=== TEXTAUSZUG ===
Norderstedt. Geplantes Quartier am Kohfurth in Norderstedt: Toxischer Stoff im Boden gefunden. Es ist das Erbe der früheren industriellen Nutzung.

Die meisten neuen Wohngebiete entstehen in Norderstedt immer noch auf grüner Wiese. Doch dort, wo der Platz fehlt, im urbanen Stadtteil Garstedt, ist es anders. Während in diesen Tagen Baubeginn ist auf der ehemaligen Fläche von Möbel Kabs am Herold-Center, ist ein weiteres Großprojekt noch längst nicht so weit. Und: Das Areal für das geplante Quartier „Garstedter Tor“ zwischen Kohfurth und Stettiner Straße hat bei Untersuchungen etwas zu Tage gefördert, das wiederum besondere Maßnahmen erfordert. Denn im Boden sind giftige Altlasten vorhanden.

Das erfuhr die Politik nun im Detail in der Sitzung des Ausschusses für Stadtentwicklung und Verkehr. Dort auf der Tagesordnung: Die notwendige Änderung des Flächennutzungsplans, ohne die das Unternehmen Plambeck hier nicht die anvisierten 230 Wohnungen errichten könnte. Denn über Jahrzehnte hatten die Grundstücke einen anderen Zweck, hier befand und befindet sich Gewerbe. So auch in dem Teil, der sich als kritisch erwiesen hat.

Cyanid: Altlasten auf Neubaufläche am Kohfurth in Garstedt

Es geht um eine Härterei, die einst, und zwar seit den 1950er-Jahren, an der Hausnummer Kohfurth 21 ansässig war. Hier wurden Metalle verarbeitet für die Industrie. Doch Anfang der 2000er machte die Firma dicht, meldete Insolvenz an. Seitdem verfällt das alte Hallengebäude. Unsichtbar sind die Spätfolgen des Betriebs. Denn für das Härten wurden Cyanide verwendet, die hoch toxisch sind.

Die Böden seien mit „umweltgefährdenden Stoffen“ belastet, teilte auch die Verwaltung mit, das hätten Untersuchungen ergeben. Plambeck bestätigt das auf Abendblatt-Nachfrage. „Was wir sagen können, ist, dass die Hauptschadensquelle Cyanid-Verunreinigungen aus dem alten Härtereibetrieb sind“, heißt es.

Plambeck als Investor muss die Bodensanierung bezahlen

Das wird jedoch kein Hindernis sein für den Wohnungsbau. „Die Belastungen werden im Rahmen des Bebauungsplan-Verfahrens ausgeräumt werden, da gibt es eine vertragliche Vereinbarung“, so das Bauamt. Die Sanierung sei „technisch und wirtschaftlich möglich“, stünde der Entwicklung des Wohngebiets nicht entgegen. Die Kosten müsse der Investor tragen. Das sei auch mit dem Kreis Segeberg als zuständiger übergeordneter Umweltbehörde abgestimmt.
===
__AUFGABE__. Wer muss nach dem Textauszug die Kosten für die Bodensanierung bezahlen? Die Einträge sind eigenständiges Material und gehören nicht zum Textauszug.
=== EINTRÄGE ===
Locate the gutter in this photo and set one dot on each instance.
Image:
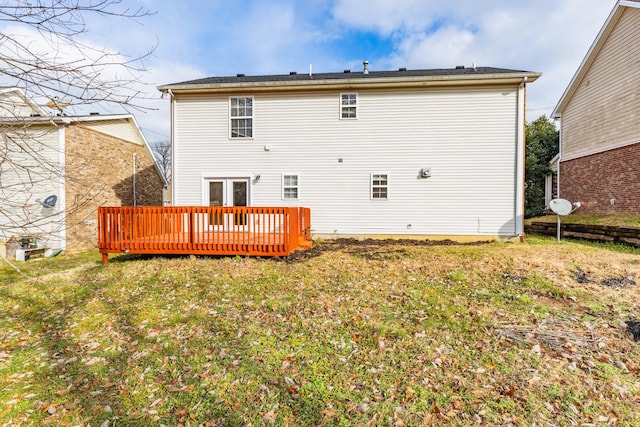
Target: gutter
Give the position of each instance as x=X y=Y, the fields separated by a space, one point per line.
x=359 y=83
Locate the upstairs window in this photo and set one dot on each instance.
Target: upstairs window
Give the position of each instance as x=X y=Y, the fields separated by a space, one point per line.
===
__ANTWORT__. Der Investor, das Unternehmen Plambeck.